_What is being asked_
Please rewrite all the records below as a Markdown table with two columns, Row and Line. Give each line its own numbered row, skip blank lines, and leave the pictures out.
━━ Dataset records
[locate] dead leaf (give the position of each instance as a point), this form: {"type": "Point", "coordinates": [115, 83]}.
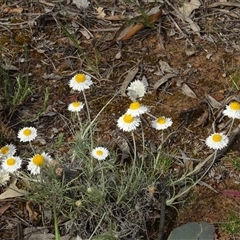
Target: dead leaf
{"type": "Point", "coordinates": [139, 26]}
{"type": "Point", "coordinates": [231, 193]}
{"type": "Point", "coordinates": [193, 26]}
{"type": "Point", "coordinates": [85, 34]}
{"type": "Point", "coordinates": [163, 80]}
{"type": "Point", "coordinates": [130, 76]}
{"type": "Point", "coordinates": [189, 7]}
{"type": "Point", "coordinates": [12, 191]}
{"type": "Point", "coordinates": [165, 67]}
{"type": "Point", "coordinates": [134, 25]}
{"type": "Point", "coordinates": [3, 209]}
{"type": "Point", "coordinates": [81, 3]}
{"type": "Point", "coordinates": [33, 215]}
{"type": "Point", "coordinates": [12, 10]}
{"type": "Point", "coordinates": [7, 132]}
{"type": "Point", "coordinates": [186, 90]}
{"type": "Point", "coordinates": [212, 101]}
{"type": "Point", "coordinates": [100, 13]}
━━━━
_Solution to the problem_
| Row | Line |
|---|---|
| 1 | [locate] dead leaf (give the position of each instance as a point), this form: {"type": "Point", "coordinates": [115, 83]}. |
| 2 | Target: dead leaf |
| 3 | {"type": "Point", "coordinates": [139, 26]} |
| 4 | {"type": "Point", "coordinates": [231, 193]} |
| 5 | {"type": "Point", "coordinates": [193, 26]} |
| 6 | {"type": "Point", "coordinates": [85, 34]} |
| 7 | {"type": "Point", "coordinates": [163, 80]} |
| 8 | {"type": "Point", "coordinates": [130, 76]} |
| 9 | {"type": "Point", "coordinates": [189, 7]} |
| 10 | {"type": "Point", "coordinates": [12, 191]} |
| 11 | {"type": "Point", "coordinates": [165, 67]} |
| 12 | {"type": "Point", "coordinates": [134, 25]} |
| 13 | {"type": "Point", "coordinates": [3, 209]} |
| 14 | {"type": "Point", "coordinates": [81, 3]} |
| 15 | {"type": "Point", "coordinates": [33, 215]} |
| 16 | {"type": "Point", "coordinates": [12, 10]} |
| 17 | {"type": "Point", "coordinates": [7, 132]} |
| 18 | {"type": "Point", "coordinates": [186, 90]} |
| 19 | {"type": "Point", "coordinates": [212, 101]} |
| 20 | {"type": "Point", "coordinates": [100, 13]} |